VOS CONSIGNES:
Poursuivez le texte sur l'exil et le recueil Temps d'exil de Mehdi Lallaoui à partir de l'endroit où il s'interrompt.

EXTRAIT FOURNI:
------------------------

L'Autre condition humaine...

Ce n'est ni une philosophie ni un idéal de vie, c'est une peine pire encore qu'«une espèce de longue insomnie» dont Victor Hugo qualifie l'exil, et le plus grave, c'est l'esprit en exil.

L'imperfection de la vie quotidienne, les rumeurs et les humeurs de la société conduisent souvent l'être qui pense, accablé d'incompréhension, de tristesse et de solitude, à considérer qu'il est submergé d'un fort sentiment de l'exil et qu'il est mêmement déjà pris au piège du temps de l'exil. Dans son recueil de poèmes et de nouvelles, intitulé Temps d'exil (*) Mehdi Lallaoui, né en France, cinéaste documentariste, développe un des thèmes parmi les plus graves de l'exil, celui des flux migratoires provoqués par les guerres génocidaires observées ces dernières années en pleine Méditerranée.

Une humanité souffrante
Cette forme d'émigration a pris une ampleur catastrophique et de plus en plus tragique pour des centaines de milliers de personnes (des adultes et des enfants, des hommes et des femmes, des individus et des familles) fuyant, malgré des risques mortels, leurs pays en guerre ou en crise économique. Mehdi Lallaoui s'est attaché à produire un document puissant et vivant sur la guerre, cette monstrueuse vésanie, qui cible les populations sans défense et cette navrante émigration qui ruine toutes les espérances de vie meilleure.

------------------------

DONNÉES EXTRAITES:
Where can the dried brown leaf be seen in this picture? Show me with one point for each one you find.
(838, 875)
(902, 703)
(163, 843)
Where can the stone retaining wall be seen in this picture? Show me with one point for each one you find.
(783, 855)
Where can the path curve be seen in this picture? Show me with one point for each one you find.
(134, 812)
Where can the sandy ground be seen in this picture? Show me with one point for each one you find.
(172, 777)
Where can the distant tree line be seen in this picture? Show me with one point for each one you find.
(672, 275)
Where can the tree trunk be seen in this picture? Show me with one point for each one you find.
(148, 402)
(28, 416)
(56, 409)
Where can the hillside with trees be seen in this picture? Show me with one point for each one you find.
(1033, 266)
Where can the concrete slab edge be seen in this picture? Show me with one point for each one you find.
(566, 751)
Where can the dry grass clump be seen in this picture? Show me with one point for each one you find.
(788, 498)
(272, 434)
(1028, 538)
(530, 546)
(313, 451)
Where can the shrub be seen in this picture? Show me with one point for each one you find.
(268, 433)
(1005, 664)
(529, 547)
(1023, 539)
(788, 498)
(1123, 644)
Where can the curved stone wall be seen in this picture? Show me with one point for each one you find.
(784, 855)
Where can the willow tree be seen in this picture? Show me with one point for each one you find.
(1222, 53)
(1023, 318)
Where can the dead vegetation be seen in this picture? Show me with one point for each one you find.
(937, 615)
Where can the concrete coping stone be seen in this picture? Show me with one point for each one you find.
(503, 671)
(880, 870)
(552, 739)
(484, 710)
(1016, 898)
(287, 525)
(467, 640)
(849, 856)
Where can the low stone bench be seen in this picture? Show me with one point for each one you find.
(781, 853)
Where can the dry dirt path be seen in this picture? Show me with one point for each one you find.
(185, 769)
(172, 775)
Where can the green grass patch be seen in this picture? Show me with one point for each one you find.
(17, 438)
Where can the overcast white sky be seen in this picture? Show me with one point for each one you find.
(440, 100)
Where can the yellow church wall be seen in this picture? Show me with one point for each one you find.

------------------------

RÉPONSE À L'EXERCICE:
L'auteur est membre d'une association intitulée Au nom de la Mémoire; elle «oeuvre pour la reconnaissance des oubliés de l'Histoire». Il s'est fait connaître par la publication d'ouvrages aux titres révélateurs de ses préoccupations littéraires et son militantisme en faveur de «la condition humaine dans le monde»: Petites notes de voyages à usage vagabond; Terres Kanak; Exils, exodes, errances; et le présent recueil de poèmes et de nouvelles Temps d'exil. Il y a un agréable mélange de genres de textes littéraires, et c'est une écriture spontanée, sensible et nuancée qui ose élever d'audacieuses réflexions sur notre humanité souffrante. Le témoignage de Mehdi Lallaoui retrace avec réalisme, dépit et tendresse aussi, la douleur installée sur les routes méditerranéennes: devant, c'est l'inconnu, mais on espère, on croit à la vie; derrière soi, c'est la mort programmée, feu après feu, la torture morale et physique, ensuite la souffrance et le néant. L'apaisement existe dans la douleur de la traversée, se perpétue jusqu'au rivage de la destinée d'un continent rêvé, imaginé... Mais est-ce possible? Oh! beaucoup ont été sauvés. Beaucoup n'y sont jamais arrivés. Les frontières sont fermées, hérissées de fer et d'indifférence...Les actualités ont assez nourri les articles de presse, et tous les médias! Et inlassablement, les flots et la nuit ont trop souvent tout avalé!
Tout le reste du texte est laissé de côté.